START Records provided

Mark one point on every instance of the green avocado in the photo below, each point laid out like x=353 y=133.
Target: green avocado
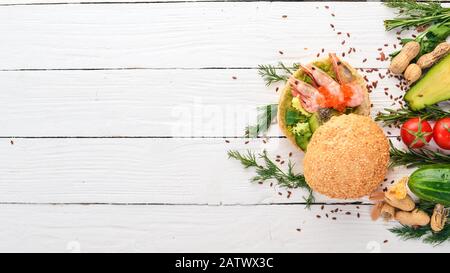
x=434 y=87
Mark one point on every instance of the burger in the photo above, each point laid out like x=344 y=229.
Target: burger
x=347 y=157
x=316 y=92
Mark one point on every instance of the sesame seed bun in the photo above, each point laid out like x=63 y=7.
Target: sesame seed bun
x=347 y=157
x=286 y=99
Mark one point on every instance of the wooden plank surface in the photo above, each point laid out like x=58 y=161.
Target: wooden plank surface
x=172 y=171
x=116 y=119
x=144 y=102
x=162 y=35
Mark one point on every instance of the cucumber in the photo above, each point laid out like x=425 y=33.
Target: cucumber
x=432 y=183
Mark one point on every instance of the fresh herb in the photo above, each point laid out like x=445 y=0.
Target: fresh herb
x=269 y=171
x=416 y=14
x=266 y=115
x=293 y=117
x=271 y=74
x=395 y=117
x=430 y=15
x=416 y=157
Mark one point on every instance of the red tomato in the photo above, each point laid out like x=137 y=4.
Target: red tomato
x=416 y=132
x=441 y=133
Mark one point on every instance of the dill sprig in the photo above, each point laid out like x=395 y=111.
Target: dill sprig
x=417 y=157
x=415 y=14
x=273 y=74
x=395 y=117
x=266 y=115
x=270 y=171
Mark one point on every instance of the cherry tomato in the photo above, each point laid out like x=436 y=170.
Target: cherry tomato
x=441 y=133
x=416 y=133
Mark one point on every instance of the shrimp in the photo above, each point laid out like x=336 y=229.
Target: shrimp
x=322 y=79
x=353 y=92
x=324 y=91
x=310 y=97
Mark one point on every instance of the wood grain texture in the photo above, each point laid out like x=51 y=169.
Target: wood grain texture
x=196 y=229
x=176 y=35
x=143 y=102
x=75 y=76
x=173 y=171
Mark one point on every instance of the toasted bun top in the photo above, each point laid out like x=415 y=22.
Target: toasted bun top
x=286 y=99
x=347 y=157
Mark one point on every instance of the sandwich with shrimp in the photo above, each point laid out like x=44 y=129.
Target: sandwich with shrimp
x=316 y=92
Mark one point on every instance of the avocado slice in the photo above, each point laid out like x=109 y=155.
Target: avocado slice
x=434 y=87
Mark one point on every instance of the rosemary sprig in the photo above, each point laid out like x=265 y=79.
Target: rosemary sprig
x=269 y=170
x=430 y=16
x=271 y=75
x=395 y=117
x=266 y=115
x=416 y=157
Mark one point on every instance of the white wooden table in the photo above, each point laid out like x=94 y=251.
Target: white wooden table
x=116 y=117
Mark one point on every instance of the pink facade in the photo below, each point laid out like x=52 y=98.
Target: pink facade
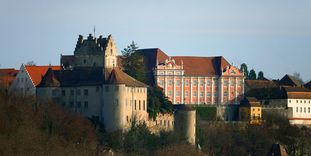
x=199 y=87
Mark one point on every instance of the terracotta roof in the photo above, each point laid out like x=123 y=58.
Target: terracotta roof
x=202 y=66
x=308 y=85
x=117 y=76
x=277 y=150
x=289 y=80
x=49 y=80
x=194 y=66
x=81 y=76
x=37 y=72
x=7 y=76
x=297 y=93
x=250 y=102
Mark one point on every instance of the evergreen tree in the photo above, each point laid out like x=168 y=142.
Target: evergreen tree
x=252 y=75
x=244 y=69
x=132 y=62
x=260 y=76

END Records provided

Required action:
How many lines of these records include the word "below"? Only the number should be written.

Answer to the problem:
2